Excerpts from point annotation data
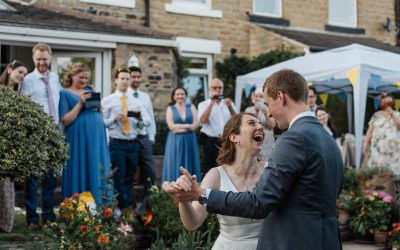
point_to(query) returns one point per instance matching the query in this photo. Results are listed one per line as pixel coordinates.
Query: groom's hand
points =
(191, 194)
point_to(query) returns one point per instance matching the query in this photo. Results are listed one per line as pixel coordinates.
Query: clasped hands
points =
(185, 189)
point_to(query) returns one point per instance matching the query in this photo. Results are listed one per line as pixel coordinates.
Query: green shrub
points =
(30, 142)
(166, 229)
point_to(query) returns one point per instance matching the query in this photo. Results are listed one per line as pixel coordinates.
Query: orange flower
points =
(98, 227)
(103, 239)
(108, 212)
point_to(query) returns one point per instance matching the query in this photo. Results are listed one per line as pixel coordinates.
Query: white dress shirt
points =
(111, 107)
(34, 87)
(219, 116)
(145, 98)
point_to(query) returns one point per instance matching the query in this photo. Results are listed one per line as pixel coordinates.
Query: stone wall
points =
(158, 65)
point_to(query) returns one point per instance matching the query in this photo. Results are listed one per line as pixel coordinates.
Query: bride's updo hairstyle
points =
(227, 151)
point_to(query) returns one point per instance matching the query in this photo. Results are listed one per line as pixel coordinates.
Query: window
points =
(193, 8)
(120, 3)
(268, 8)
(196, 83)
(343, 13)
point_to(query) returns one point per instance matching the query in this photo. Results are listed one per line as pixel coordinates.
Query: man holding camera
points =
(43, 87)
(145, 137)
(213, 114)
(124, 116)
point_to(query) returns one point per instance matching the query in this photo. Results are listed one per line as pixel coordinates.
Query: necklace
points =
(247, 185)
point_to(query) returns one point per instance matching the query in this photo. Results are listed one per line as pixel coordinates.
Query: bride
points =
(239, 171)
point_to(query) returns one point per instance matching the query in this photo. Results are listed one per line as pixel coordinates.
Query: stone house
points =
(103, 43)
(206, 31)
(209, 30)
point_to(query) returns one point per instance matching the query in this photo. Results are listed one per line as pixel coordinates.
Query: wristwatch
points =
(203, 198)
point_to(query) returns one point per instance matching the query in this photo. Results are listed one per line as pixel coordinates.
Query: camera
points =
(94, 101)
(134, 114)
(386, 102)
(219, 97)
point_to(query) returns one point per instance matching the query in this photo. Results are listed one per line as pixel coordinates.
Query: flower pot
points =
(343, 217)
(364, 239)
(381, 238)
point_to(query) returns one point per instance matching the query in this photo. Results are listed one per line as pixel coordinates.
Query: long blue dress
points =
(89, 161)
(181, 149)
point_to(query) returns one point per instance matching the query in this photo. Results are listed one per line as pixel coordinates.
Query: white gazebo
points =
(354, 69)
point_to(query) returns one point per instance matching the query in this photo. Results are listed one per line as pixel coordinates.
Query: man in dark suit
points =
(298, 189)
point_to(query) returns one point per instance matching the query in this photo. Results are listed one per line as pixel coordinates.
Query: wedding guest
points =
(312, 98)
(89, 163)
(213, 115)
(43, 87)
(145, 137)
(238, 171)
(124, 117)
(262, 112)
(12, 77)
(381, 145)
(181, 148)
(324, 118)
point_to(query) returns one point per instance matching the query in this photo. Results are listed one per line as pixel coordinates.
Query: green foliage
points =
(30, 143)
(350, 181)
(87, 228)
(167, 231)
(370, 212)
(233, 66)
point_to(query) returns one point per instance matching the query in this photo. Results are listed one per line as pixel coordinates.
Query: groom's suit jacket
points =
(296, 193)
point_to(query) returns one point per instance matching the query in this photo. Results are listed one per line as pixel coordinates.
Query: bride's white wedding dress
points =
(236, 233)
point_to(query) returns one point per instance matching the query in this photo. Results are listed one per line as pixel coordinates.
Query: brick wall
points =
(158, 67)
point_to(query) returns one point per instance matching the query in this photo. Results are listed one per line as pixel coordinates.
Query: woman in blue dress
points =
(181, 148)
(89, 163)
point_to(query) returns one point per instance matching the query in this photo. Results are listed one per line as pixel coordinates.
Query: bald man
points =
(213, 114)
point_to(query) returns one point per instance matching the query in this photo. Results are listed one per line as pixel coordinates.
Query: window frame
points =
(279, 15)
(119, 3)
(334, 23)
(201, 72)
(194, 9)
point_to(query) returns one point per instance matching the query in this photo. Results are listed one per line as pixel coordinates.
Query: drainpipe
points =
(397, 21)
(147, 13)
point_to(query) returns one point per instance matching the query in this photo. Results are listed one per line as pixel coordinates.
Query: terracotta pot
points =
(381, 238)
(343, 217)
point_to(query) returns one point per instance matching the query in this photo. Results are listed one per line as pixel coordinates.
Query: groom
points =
(297, 192)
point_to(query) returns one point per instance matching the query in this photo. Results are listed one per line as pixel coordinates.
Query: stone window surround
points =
(193, 9)
(268, 14)
(352, 25)
(119, 3)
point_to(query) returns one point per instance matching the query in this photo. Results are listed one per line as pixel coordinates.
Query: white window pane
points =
(271, 7)
(195, 86)
(342, 12)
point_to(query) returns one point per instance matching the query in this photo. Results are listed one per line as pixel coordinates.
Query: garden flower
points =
(388, 199)
(108, 212)
(103, 239)
(125, 229)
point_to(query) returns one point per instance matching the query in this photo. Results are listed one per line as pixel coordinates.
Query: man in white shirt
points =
(213, 114)
(43, 87)
(146, 137)
(124, 116)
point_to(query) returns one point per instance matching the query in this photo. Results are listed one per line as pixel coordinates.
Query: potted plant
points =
(371, 214)
(394, 236)
(344, 206)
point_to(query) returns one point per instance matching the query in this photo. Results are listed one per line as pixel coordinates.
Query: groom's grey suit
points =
(296, 193)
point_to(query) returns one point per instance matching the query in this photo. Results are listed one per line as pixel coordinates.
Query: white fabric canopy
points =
(328, 72)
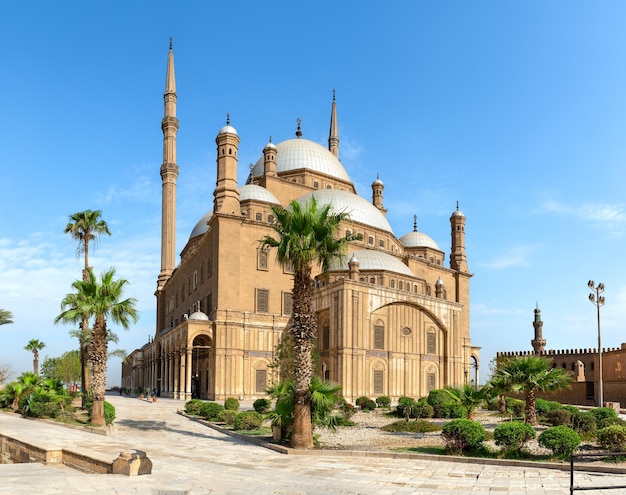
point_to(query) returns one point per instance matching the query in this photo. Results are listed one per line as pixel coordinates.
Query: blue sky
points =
(515, 109)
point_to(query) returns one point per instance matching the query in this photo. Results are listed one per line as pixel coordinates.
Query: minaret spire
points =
(169, 174)
(333, 136)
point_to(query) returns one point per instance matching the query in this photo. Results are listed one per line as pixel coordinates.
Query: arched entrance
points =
(201, 376)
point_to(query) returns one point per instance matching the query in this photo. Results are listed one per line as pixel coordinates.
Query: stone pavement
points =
(192, 459)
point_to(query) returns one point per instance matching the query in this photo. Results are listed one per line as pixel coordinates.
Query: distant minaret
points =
(458, 259)
(169, 174)
(538, 343)
(333, 136)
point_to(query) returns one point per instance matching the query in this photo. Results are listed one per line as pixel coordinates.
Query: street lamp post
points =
(598, 301)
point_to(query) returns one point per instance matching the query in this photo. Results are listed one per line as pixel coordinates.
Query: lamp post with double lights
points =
(598, 301)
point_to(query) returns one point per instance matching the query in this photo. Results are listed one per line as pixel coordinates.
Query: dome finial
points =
(299, 131)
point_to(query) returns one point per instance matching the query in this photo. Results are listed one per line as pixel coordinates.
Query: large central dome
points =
(296, 154)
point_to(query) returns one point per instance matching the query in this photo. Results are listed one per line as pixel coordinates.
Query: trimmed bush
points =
(512, 435)
(558, 417)
(612, 438)
(561, 440)
(109, 412)
(248, 420)
(462, 434)
(231, 404)
(228, 417)
(420, 426)
(211, 411)
(261, 405)
(193, 407)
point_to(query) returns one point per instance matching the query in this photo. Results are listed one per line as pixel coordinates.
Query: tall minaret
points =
(333, 136)
(458, 259)
(169, 174)
(538, 343)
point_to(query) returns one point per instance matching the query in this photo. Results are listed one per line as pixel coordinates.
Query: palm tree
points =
(529, 375)
(5, 317)
(101, 300)
(35, 346)
(84, 227)
(306, 235)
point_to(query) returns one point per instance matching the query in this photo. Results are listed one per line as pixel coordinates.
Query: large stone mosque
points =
(393, 319)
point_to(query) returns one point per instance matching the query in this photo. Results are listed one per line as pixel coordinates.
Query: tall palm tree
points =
(5, 317)
(85, 227)
(101, 300)
(35, 345)
(529, 375)
(306, 236)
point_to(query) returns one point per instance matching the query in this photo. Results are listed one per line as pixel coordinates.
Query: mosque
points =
(393, 319)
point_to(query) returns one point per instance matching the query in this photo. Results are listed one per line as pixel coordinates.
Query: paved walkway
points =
(192, 459)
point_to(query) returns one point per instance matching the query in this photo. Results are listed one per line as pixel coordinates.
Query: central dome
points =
(296, 154)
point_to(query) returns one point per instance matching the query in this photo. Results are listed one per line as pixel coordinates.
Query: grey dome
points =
(202, 226)
(359, 209)
(418, 239)
(295, 154)
(198, 315)
(370, 259)
(256, 193)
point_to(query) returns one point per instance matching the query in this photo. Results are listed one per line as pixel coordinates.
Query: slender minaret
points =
(169, 174)
(538, 343)
(333, 136)
(458, 259)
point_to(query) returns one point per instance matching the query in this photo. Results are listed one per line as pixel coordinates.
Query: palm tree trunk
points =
(303, 331)
(98, 358)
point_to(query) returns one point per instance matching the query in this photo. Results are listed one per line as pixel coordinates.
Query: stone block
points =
(132, 463)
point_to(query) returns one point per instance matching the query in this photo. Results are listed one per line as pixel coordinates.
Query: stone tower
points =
(538, 343)
(169, 174)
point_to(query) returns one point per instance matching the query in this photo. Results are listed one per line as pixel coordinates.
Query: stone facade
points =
(392, 318)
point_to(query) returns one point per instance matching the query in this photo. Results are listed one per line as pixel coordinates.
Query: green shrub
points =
(558, 417)
(601, 413)
(211, 411)
(261, 405)
(248, 420)
(561, 440)
(612, 438)
(193, 407)
(512, 435)
(228, 417)
(232, 404)
(420, 426)
(462, 434)
(109, 412)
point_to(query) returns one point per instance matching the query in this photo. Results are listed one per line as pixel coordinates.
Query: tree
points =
(529, 375)
(5, 317)
(84, 227)
(102, 301)
(35, 346)
(306, 235)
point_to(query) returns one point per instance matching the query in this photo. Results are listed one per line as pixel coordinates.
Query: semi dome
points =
(295, 154)
(359, 209)
(256, 193)
(372, 260)
(202, 226)
(418, 239)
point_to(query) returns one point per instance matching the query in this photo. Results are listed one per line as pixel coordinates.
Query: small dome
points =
(256, 193)
(360, 210)
(198, 315)
(202, 226)
(370, 259)
(228, 129)
(296, 154)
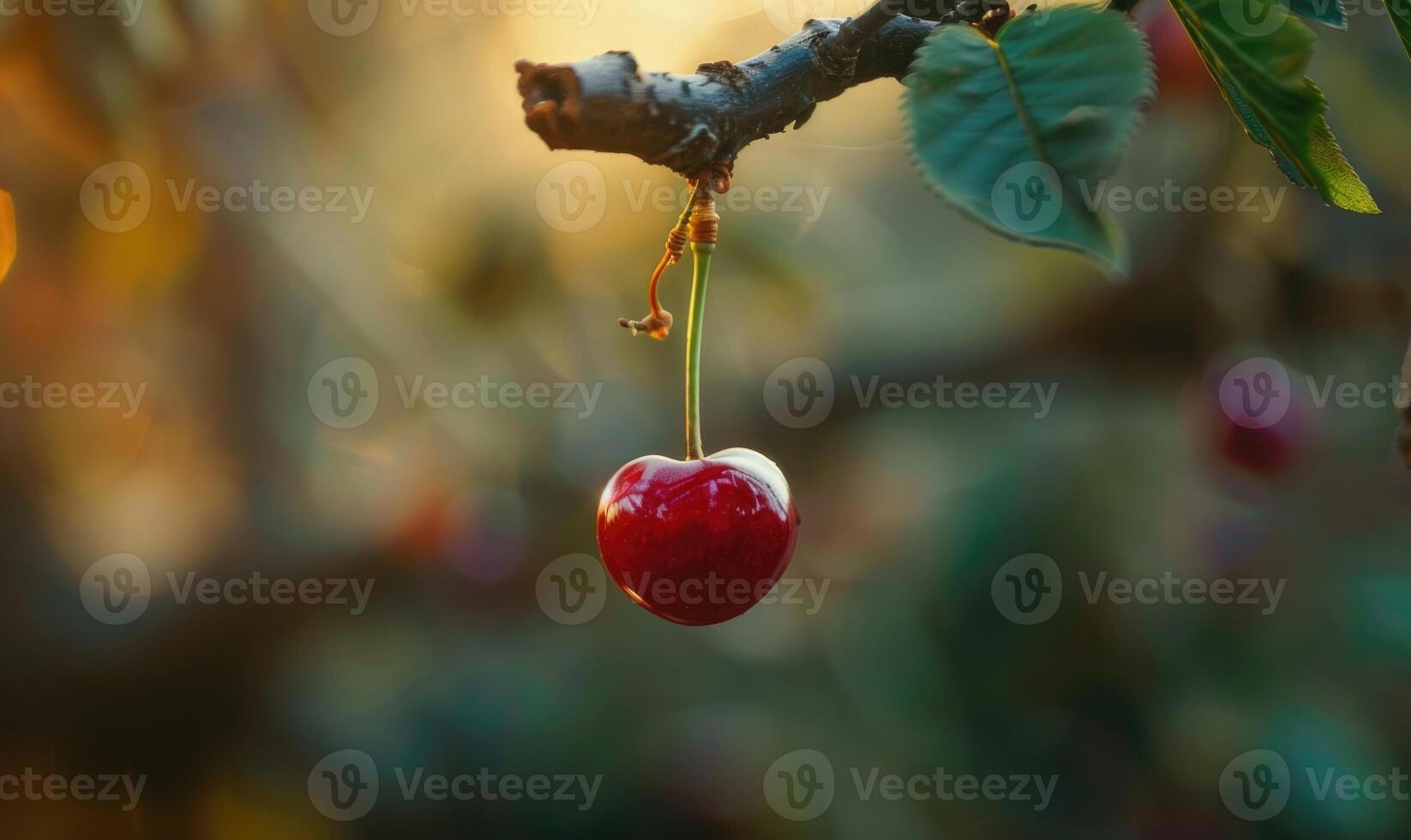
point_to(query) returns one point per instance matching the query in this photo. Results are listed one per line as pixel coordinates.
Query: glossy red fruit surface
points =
(697, 541)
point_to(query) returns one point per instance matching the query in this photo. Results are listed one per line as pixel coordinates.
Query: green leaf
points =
(1325, 12)
(1400, 15)
(1258, 52)
(1018, 132)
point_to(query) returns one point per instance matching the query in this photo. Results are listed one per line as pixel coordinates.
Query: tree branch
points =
(694, 122)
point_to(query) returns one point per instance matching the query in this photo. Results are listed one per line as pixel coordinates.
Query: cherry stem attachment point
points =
(657, 322)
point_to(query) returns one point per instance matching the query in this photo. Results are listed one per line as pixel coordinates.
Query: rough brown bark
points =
(694, 122)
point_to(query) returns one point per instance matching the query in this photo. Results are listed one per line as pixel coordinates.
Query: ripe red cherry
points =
(697, 541)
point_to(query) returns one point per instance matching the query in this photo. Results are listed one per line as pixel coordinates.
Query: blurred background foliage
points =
(908, 513)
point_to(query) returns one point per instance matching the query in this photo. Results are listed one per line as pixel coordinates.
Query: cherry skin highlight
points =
(697, 541)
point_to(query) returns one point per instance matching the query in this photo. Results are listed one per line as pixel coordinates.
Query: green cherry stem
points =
(700, 277)
(705, 226)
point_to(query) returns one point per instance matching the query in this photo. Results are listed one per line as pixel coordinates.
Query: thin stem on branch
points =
(705, 233)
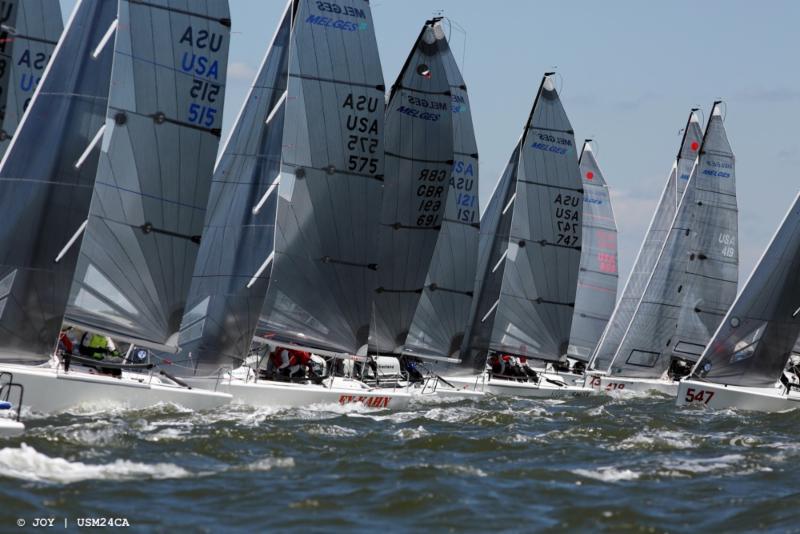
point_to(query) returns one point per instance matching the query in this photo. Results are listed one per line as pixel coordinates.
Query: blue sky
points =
(630, 71)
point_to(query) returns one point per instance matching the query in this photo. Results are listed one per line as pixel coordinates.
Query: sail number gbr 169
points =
(363, 133)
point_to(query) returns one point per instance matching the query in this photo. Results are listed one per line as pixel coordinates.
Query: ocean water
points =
(596, 463)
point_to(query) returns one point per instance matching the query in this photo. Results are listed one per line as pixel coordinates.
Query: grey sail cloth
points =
(323, 275)
(419, 161)
(232, 271)
(30, 31)
(495, 226)
(755, 340)
(441, 317)
(537, 298)
(651, 246)
(695, 278)
(46, 183)
(597, 281)
(153, 180)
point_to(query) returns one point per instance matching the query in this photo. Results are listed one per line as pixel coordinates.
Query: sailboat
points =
(322, 122)
(598, 278)
(529, 256)
(29, 31)
(651, 246)
(751, 362)
(106, 127)
(694, 279)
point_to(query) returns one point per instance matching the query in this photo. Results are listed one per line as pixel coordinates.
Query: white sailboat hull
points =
(620, 385)
(50, 390)
(10, 428)
(266, 393)
(720, 396)
(544, 389)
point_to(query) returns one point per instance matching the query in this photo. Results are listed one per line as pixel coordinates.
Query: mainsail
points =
(161, 136)
(46, 180)
(323, 275)
(651, 246)
(540, 254)
(492, 246)
(29, 31)
(755, 340)
(597, 281)
(695, 277)
(419, 161)
(443, 311)
(233, 265)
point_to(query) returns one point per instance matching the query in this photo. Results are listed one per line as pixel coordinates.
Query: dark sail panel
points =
(755, 340)
(651, 246)
(597, 281)
(419, 161)
(441, 318)
(233, 265)
(161, 138)
(324, 271)
(46, 181)
(535, 308)
(694, 280)
(30, 31)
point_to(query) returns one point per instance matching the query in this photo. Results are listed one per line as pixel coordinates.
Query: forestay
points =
(651, 246)
(234, 263)
(29, 31)
(158, 149)
(597, 281)
(46, 180)
(694, 280)
(443, 311)
(419, 162)
(324, 269)
(755, 340)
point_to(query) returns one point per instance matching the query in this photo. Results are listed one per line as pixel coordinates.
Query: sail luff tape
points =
(261, 269)
(276, 107)
(71, 241)
(96, 139)
(104, 41)
(271, 188)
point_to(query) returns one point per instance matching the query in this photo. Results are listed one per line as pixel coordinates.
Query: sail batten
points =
(43, 197)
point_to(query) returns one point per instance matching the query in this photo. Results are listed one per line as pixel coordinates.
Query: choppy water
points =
(500, 463)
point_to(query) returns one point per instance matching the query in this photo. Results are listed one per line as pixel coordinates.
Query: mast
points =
(161, 137)
(441, 318)
(330, 188)
(46, 179)
(234, 262)
(651, 245)
(540, 256)
(419, 161)
(597, 281)
(29, 31)
(694, 280)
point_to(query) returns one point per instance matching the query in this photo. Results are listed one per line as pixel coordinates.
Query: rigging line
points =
(106, 37)
(381, 87)
(71, 241)
(419, 160)
(224, 21)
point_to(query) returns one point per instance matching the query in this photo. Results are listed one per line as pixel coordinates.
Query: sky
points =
(629, 72)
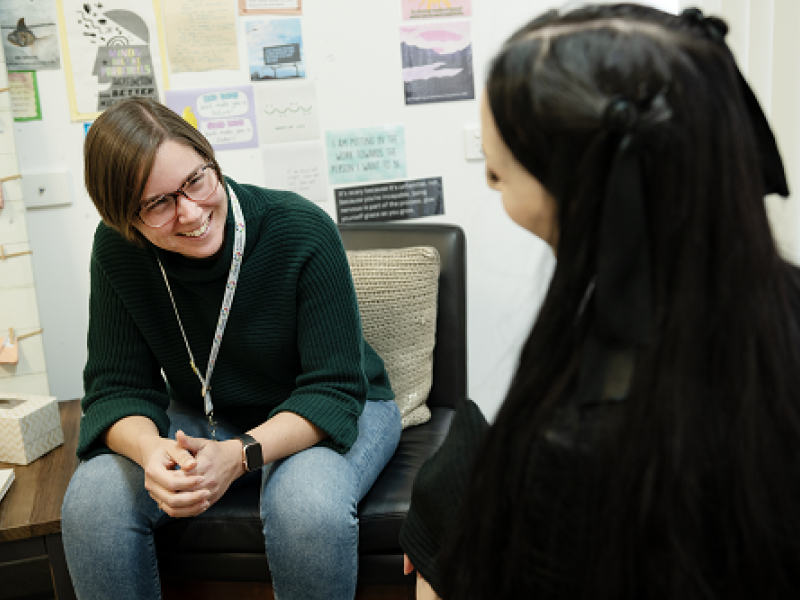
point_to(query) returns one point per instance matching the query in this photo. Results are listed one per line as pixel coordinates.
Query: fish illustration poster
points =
(437, 62)
(226, 116)
(113, 49)
(274, 49)
(30, 34)
(287, 112)
(427, 9)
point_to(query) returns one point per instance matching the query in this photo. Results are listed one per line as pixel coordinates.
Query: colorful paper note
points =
(287, 112)
(299, 168)
(112, 51)
(201, 35)
(24, 96)
(368, 154)
(30, 34)
(437, 62)
(275, 49)
(394, 201)
(224, 115)
(270, 7)
(427, 9)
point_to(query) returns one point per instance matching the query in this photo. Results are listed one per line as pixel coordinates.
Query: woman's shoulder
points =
(282, 212)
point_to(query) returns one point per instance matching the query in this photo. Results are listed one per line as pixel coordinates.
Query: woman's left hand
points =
(220, 463)
(424, 589)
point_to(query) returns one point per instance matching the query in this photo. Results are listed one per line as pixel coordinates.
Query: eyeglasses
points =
(200, 186)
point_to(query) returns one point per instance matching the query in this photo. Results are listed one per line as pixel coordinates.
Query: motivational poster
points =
(112, 51)
(437, 62)
(429, 9)
(367, 154)
(24, 92)
(394, 201)
(225, 116)
(30, 34)
(299, 168)
(274, 49)
(201, 35)
(287, 112)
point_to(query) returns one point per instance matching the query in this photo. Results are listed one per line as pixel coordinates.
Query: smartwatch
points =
(253, 459)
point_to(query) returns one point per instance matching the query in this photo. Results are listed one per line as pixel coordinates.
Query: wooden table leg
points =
(58, 568)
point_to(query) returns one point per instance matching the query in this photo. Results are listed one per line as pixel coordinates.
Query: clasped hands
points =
(187, 475)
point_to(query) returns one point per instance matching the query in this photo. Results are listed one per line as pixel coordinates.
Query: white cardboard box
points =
(30, 426)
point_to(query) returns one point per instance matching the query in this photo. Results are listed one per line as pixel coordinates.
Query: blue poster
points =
(367, 154)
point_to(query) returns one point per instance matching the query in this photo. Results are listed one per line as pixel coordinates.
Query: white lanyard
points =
(230, 289)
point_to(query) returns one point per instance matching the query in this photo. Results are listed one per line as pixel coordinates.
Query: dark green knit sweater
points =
(293, 340)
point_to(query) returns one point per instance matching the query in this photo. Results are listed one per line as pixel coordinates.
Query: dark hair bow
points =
(772, 171)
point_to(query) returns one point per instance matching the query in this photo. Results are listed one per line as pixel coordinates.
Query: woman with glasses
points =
(224, 340)
(648, 444)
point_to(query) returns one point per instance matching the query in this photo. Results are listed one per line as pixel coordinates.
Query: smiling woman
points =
(185, 258)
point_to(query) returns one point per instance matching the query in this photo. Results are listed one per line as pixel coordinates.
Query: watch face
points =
(254, 458)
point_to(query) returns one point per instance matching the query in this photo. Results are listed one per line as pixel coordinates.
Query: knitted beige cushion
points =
(397, 292)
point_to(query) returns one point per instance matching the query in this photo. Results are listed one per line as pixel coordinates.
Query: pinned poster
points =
(429, 9)
(299, 168)
(24, 92)
(113, 49)
(437, 62)
(393, 201)
(30, 34)
(201, 36)
(270, 7)
(274, 49)
(287, 112)
(368, 154)
(225, 116)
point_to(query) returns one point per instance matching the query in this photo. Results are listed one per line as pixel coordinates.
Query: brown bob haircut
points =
(119, 153)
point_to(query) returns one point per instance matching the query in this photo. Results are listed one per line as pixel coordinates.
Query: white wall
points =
(359, 84)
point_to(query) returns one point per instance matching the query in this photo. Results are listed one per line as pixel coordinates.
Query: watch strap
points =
(249, 441)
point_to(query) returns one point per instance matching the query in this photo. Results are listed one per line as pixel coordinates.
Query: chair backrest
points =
(450, 353)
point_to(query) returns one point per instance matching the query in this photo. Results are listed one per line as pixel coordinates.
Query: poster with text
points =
(367, 154)
(112, 50)
(24, 92)
(274, 49)
(30, 34)
(270, 7)
(299, 168)
(201, 36)
(428, 9)
(393, 201)
(287, 112)
(226, 116)
(437, 62)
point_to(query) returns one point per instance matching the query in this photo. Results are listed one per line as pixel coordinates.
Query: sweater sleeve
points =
(121, 377)
(332, 386)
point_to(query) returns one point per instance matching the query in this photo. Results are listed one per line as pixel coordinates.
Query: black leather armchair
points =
(226, 542)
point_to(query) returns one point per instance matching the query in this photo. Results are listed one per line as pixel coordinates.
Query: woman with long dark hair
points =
(648, 445)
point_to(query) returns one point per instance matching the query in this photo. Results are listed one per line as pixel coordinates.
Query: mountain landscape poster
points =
(437, 62)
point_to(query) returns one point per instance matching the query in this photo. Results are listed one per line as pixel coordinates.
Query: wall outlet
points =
(44, 190)
(473, 144)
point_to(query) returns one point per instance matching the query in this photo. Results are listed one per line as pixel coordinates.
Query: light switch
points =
(473, 145)
(41, 190)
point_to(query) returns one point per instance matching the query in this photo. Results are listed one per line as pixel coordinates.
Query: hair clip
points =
(620, 115)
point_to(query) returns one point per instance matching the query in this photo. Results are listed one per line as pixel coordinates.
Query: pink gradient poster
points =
(427, 9)
(437, 62)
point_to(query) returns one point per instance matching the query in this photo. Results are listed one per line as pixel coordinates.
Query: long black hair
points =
(688, 488)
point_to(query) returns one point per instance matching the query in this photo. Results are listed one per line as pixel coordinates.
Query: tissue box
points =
(30, 426)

- Work required: List every line of the material above that contains the word "grey".

- Answer to the problem:
Query: groom's grey suit
Query: grey dome
Query: grey sail cloth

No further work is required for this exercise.